Text provided
# YouTube



## contour12 (Dec 18, 2007)

Hello - does anyone know how to download movie from YouTube?

Please educate me?

Thanks
CT


----------



## JohnWill (Oct 19, 2002)

Start by creating an account there, I think that will answer most of your questions. There is also a *Help* link that answers issues like that.


----------



## LauraMJ (Mar 18, 2004)

Actually, I don't think they allow downloading........they have it blocked somehow. I believe I read that in the FAQ.


----------



## johnni (Dec 16, 2003)

Starting from February I have used http://youtubedownload.altervista.org/. I use GOM player to play the videos, which also plays many other videos; from http://www.gomlab.com/eng/

johnni


----------



## ferrija1 (Apr 11, 2006)

http://www.videodownloadx.com/
http://www.downloadandsaveyoutubevideos.info/
http://www.downloadyoutubevideos.com/
http://keepvid.com/
http://vixy.net/
http://www.downloader9.com/
http://www.vidgrab.com/
http://www.techcrunch.com/get-youtube-movie/
http://heywatch.com/
http://www.savevideodownload.com/download.php

There's also another decent site in the internet......
Google


----------



## JohnWill (Oct 19, 2002)

I mis-spoke, I was thinking uploading a video.


----------



## ferrija1 (Apr 11, 2006)

I was wondering what you were talking about.


----------



## contour12 (Dec 18, 2007)

Thanks so much for the tips.

CT


----------



## dr911 (Sep 21, 2005)

JohnWill said:


> I mis-spoke, I was thinking uploading a video.


I'm "*confused*" enough.......JohnWill, Thanks for clarifying !!


----------

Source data
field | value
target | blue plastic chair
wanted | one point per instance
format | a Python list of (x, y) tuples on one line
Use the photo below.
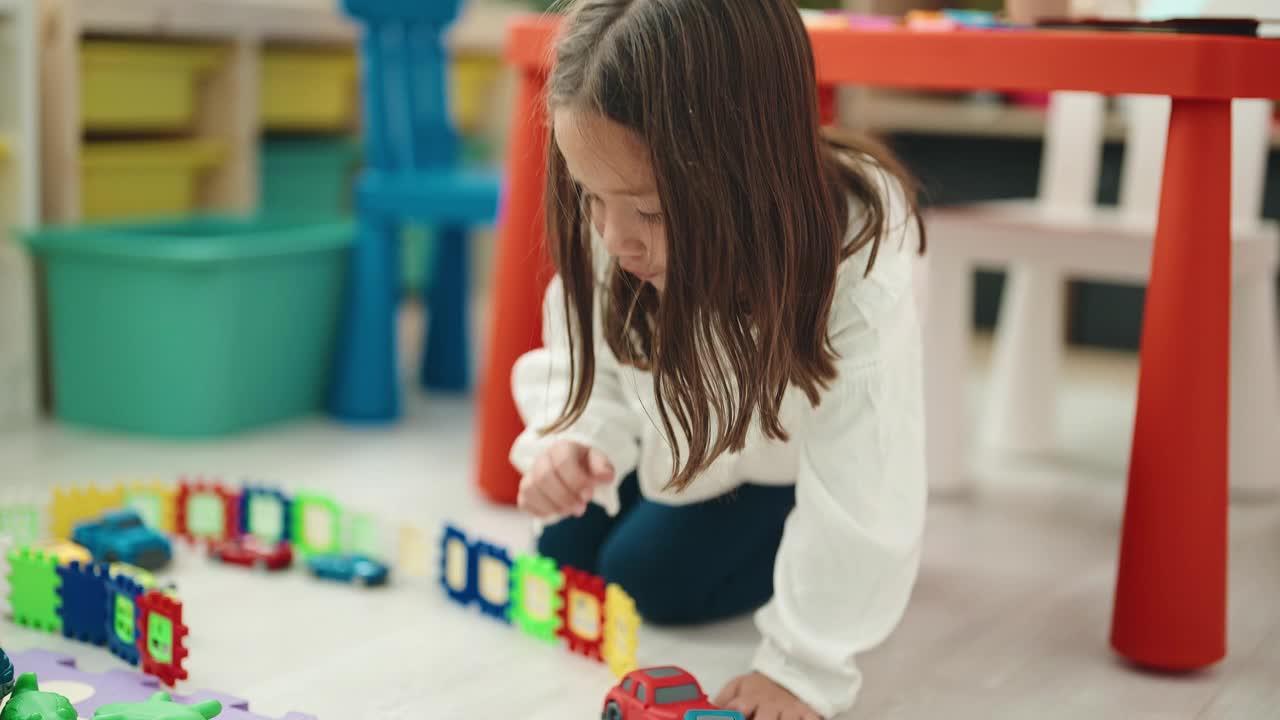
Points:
[(411, 174)]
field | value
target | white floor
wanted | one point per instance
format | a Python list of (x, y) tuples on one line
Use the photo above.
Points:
[(1009, 619)]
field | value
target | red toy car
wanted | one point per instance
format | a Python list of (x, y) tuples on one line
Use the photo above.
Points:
[(252, 552), (654, 693)]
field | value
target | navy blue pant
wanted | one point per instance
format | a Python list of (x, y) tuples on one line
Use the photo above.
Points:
[(681, 564)]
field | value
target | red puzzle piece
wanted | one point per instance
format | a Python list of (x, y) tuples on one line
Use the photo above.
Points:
[(160, 634), (583, 613)]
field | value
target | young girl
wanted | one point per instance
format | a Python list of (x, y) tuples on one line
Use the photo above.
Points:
[(731, 363)]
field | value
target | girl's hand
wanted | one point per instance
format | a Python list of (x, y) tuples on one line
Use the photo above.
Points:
[(563, 481), (760, 698)]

Tasks to carry out
a) List the distinct usernames of everyone who posts in the YouTube download thread, each name once.
b) Print everything in the YouTube download thread from "Start by creating" down to "(Mar 18, 2004)", word for word.

Task-by-task outputs
a) contour12, JohnWill, LauraMJ, johnni, ferrija1, dr911

b)
Start by creating an account there, I think that will answer most of your questions. There is also a *Help* link that answers issues like that.


----------



## LauraMJ (Mar 18, 2004)